Previous research by the study’s lead author Grace Lu-Yao, PhD, MPH, cancer epidemiologist at the Cancer Institute of New Jersey and professor of medicine at Rutgers Robert Wood Johnson Medical School, and colleagues examined 10-year outcomes for this population (JAMA, Vol. 302, No. 11). The 2009 research showed men diagnosed with prostate cancer beginning in the early 1990’s had significantly improved survival compared with patients whose cancers were diagnosed in prior decades. Given the protracted nature of the disease and increasing longevity among elderly men, 10-year follow-up may not be sufficient to make informed treatment decisions. Dr. Lu-Yao notes this new study, which extends data examination by an additional five years, “helps provide a more complete picture of potential outcomes for patients who have a life expectancy greater than 10 years.”
The new research, which appears in the current online edition of European Urology (doi: 10.1016/j.eururo.2015.03.021), examined 33,137 Medicare patients aged 65 or older who were diagnosed with early-stage (T1 or T2) prostate cancer from 1992 through 2009 and received conservative management (no surgery, radiotherapy, cryotherapy or androgen deprivation therapy) within the first six months of diagnosis. The researchers utilized information from the Surveillance, Epidemiology and End Results (SEER) cancer registries and Medicare claims. All SEER registries hold the highest level of certification of data quality.
Investigators found that men aged 64 to 74 with a Gleason score (a grading system that indicates how likely a tumor will spread) of between five and seven had a lower risk (5.7 percent) of dying from prostate cancer over a 15-year period as compared to men 75 and older, whose risk was 10.1 percent. For men with the highest level Gleason scores (between eight and 10), 15-year prostate cancer mortality rates were 22 percent for men aged 65 to 74 and 27 percent for men 75 and older.
The authors also note mortality rates remained relatively stable from six to 16 years following diagnosis. The work also examined if these men had comorbid diseases and found that those who did have other health problems had a lower risk of dying from prostate cancer due to deaths from competing health issues.
“The proportion of men diagnosed with localized prostate cancer who choose to have conservative management is relatively small but, is on the rise. The information provided by this long-term study will help facilitate treatment decisions,” says Lu-Yao. “Our study, which includes data from the PSA testing era, is a more current representation of outlook survival for this population.”

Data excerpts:
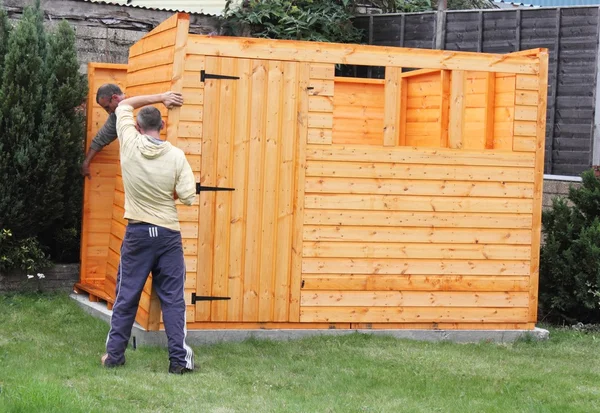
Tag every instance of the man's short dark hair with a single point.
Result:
(107, 90)
(149, 118)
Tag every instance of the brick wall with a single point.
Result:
(105, 32)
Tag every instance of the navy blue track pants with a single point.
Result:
(147, 248)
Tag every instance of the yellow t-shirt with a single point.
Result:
(152, 171)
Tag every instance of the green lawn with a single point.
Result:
(50, 351)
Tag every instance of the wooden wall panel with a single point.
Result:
(99, 190)
(249, 144)
(358, 111)
(395, 239)
(321, 89)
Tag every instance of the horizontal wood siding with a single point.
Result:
(569, 33)
(99, 190)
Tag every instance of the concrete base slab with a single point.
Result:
(141, 337)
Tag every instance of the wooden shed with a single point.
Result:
(412, 201)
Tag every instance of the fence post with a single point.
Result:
(596, 125)
(440, 29)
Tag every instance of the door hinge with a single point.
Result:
(196, 298)
(202, 188)
(204, 76)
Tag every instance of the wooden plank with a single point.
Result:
(299, 196)
(285, 205)
(528, 82)
(388, 170)
(239, 215)
(418, 187)
(227, 105)
(524, 144)
(154, 42)
(150, 76)
(333, 249)
(428, 283)
(403, 93)
(440, 156)
(183, 26)
(320, 103)
(526, 113)
(417, 203)
(412, 314)
(393, 103)
(255, 182)
(152, 59)
(418, 267)
(320, 136)
(320, 120)
(525, 128)
(490, 108)
(317, 52)
(322, 71)
(444, 115)
(340, 80)
(538, 188)
(417, 219)
(318, 87)
(207, 200)
(271, 184)
(526, 97)
(191, 129)
(417, 235)
(413, 299)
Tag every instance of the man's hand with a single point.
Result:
(172, 99)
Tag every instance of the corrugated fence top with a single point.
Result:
(210, 7)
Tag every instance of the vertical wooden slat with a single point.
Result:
(206, 233)
(457, 105)
(255, 190)
(402, 29)
(239, 215)
(444, 107)
(538, 187)
(554, 80)
(299, 176)
(269, 244)
(480, 31)
(227, 107)
(403, 97)
(518, 32)
(286, 192)
(391, 109)
(595, 127)
(183, 26)
(490, 108)
(85, 219)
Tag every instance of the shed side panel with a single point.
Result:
(99, 191)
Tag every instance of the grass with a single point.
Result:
(50, 351)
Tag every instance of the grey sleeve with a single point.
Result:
(106, 135)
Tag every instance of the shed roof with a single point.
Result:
(210, 7)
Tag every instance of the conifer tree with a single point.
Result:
(20, 98)
(4, 33)
(570, 256)
(62, 124)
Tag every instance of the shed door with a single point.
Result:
(245, 236)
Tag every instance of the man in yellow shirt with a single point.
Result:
(154, 174)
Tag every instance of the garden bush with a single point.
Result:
(570, 256)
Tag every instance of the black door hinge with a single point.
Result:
(201, 188)
(204, 76)
(196, 298)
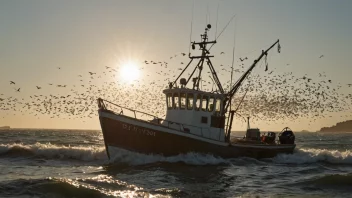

Required work ▸
(1) Rewrite the part of the prostate cancer study text that begins at the words "Investigators found that" and stops after "75 and older.", putting "death rates" in place of "mortality rates".
(2) According to the prostate cancer study text, how many Medicare patients did the new research examine?

Solutions per task ▸
(1)
Investigators found that men aged 64 to 74 with a Gleason score (a grading system that indicates how likely a tumor will spread) of between five and seven had a lower risk (5.7 percent) of dying from prostate cancer over a 15-year period as compared to men 75 and older, whose risk was 10.1 percent. For men with the highest level Gleason scores (between eight and 10), 15-year prostate cancer death rates were 22 percent for men aged 65 to 74 and 27 percent for men 75 and older.

(2) 33,137